#### Petunjuk:
A. Sebutkan semua hal yang menurut kutipan tentang kewawasan diri dan Covid-19 dapat menghambat kewawasan diri.
B. Tolong teruskan kutipan tentang kewawasan diri dan Covid-19, mulai setelah kalimat terakhirnya.

#### Kutipan Pilihan:
Kewawasan diri bisa saja dihambat oleh sistem keluarga yang lemah, pendidikan yang tak bermutu, pergaulan sosial yang buruk dan informasi media sosial yang tak terkendali. Hal tersebut membuat orang tak mampu memahami realitas dan enggan melihat hal positif pada orang lain.
Memang, di berbagai media massa dan media sosial beredar informasi palsu bahwa Covid-19 adalah sebuah konspirasi. Namun, dengan kewawasan diri yang baik, siapa pun pasti akan meragukan informasi seperti itu.
Orang awam tidak dituntut memahami seluk beluk Covid-19 sebagaimana para ilmuwan dan professional di bidang medis.
Namun, dengan kewawasan diri yang baik kita sudah bisa ikut berpartisiasi untuk menangani Covid-19. Karena kalau Covid-19 itu diibaratkan dengan air berlumpur maka dengan kewawasan diri saja kita tergerak untuk mencari solusi guna menjernihkannya kembali.
Dengan kewawasan diri, sebetulnya juga kita bisa lebih rendah hati mengakui bahwa ada hal yang di luar pemahaman kita. Oleh karena itu, berkenaan dengan Covid-19 ini kita harus percaya pada mereka yang ahli.
Secara biologis, kita semestinya percaya pada keterangan ahli di bidang virologi bahwa penyakit ini baru bagi manusia dan bisa menular dengan sangat cepat apabila kita tidak patuh pada protokol kesehatan.
Dengan kewawasan diri, kita semestinya mampu melihat bahwa pemerintah pusat dan daerah, Satgas Covid-19, para tenaga medis, Polri, Satpol PP, dan TNI dan para relawan bekerja sedang berpikir dan bekerja keras untuk mengatasi pandemi tersebut.

#### Kumpulan Data:
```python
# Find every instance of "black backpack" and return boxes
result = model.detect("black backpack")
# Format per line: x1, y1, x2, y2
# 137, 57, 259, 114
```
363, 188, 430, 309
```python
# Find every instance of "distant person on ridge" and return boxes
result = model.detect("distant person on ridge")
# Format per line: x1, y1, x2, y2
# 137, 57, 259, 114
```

#### Jawaban Latihan:
A.
- sistem keluarga yang lemah
- pendidikan yang tak bermutu
- pergaulan sosial yang buruk
- informasi media sosial yang tak terkendali

B.
Kerja keras itu akan berhasil apabila semua komponen bangsa ini ikut ambil bagian sesuai porsinya masing-masing.
Tetapi orang yang lemah kewawasan dirinya biasanya enggan berpartisipasi, suka mengritik, bahkan memprovokasi menentang pemerintah dan segala kebijakannya.
Mereka juga dengan mudah menilai bahwa upaya pengendalian pandemi sebagai tidak tepat dan tidak optimal.
Mereka pun gemar memengaruhi warga bangsa sehingga lengah menjalankan prokes dengan menyebarkan narasi kontraproduktif seperti: “Tidak ada kematian akibat Covid-19, masker itu omong kosong, vaksin itu proyek dan lain sebagainya.”
Memang, garisnya kabur apakah pasien meninggal karena Covid-19 atau kurang perawatan? Namun, yang terbaik adalah mentaati prokes, menghindari paparan dan ikuti program vaksinasi sehingga kita tidak menjadi pasien.
Mengapa kita sebagai bangsa harus wawas diri dan tanpa mundur berperang melawan Covid-19? Mengapa kita harus menemukan solusi atas pandemi ini secara bersama-sama?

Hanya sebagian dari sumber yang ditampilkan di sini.